(Data records)
★ ★ ★

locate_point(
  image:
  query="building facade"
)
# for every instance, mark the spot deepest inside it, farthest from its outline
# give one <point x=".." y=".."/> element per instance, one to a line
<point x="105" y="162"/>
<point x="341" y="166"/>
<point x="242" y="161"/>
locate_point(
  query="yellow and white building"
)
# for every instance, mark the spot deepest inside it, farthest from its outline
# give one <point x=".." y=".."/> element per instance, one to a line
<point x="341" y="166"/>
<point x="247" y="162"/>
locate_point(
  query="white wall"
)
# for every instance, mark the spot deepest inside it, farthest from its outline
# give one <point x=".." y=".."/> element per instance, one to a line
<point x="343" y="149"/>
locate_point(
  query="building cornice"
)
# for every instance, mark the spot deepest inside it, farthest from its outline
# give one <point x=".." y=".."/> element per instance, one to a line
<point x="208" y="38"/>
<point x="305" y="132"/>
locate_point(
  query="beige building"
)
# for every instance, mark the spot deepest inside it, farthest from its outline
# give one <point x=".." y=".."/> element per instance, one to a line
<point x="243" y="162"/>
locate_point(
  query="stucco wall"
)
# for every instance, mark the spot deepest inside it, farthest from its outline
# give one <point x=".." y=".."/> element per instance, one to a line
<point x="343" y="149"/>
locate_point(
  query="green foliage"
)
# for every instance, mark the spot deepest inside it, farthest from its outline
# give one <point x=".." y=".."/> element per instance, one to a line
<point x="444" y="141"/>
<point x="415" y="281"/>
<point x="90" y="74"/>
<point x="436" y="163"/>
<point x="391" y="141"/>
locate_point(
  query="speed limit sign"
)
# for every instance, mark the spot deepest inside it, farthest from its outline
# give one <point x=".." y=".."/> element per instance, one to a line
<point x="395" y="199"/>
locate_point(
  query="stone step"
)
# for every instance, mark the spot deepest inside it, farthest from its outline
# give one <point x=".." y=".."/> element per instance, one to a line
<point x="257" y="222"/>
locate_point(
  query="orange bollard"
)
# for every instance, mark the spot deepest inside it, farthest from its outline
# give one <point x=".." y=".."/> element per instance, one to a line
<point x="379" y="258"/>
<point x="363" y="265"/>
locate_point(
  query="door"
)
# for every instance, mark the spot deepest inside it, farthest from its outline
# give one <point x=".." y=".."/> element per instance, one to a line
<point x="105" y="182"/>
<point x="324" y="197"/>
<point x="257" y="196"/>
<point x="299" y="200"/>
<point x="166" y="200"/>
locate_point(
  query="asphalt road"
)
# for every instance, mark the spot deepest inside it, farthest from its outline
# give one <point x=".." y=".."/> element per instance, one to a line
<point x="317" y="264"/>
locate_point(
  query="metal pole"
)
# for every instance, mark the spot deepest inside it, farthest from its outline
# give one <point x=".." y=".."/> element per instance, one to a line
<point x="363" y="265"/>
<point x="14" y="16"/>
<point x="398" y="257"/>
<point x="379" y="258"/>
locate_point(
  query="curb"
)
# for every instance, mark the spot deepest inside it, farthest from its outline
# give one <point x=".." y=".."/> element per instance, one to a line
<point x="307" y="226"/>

★ ★ ★

About this exercise: Only the lines containing the string "white" are needed; pull them out of the records.

Result of this task:
  query="yellow and white building"
  query="white wall"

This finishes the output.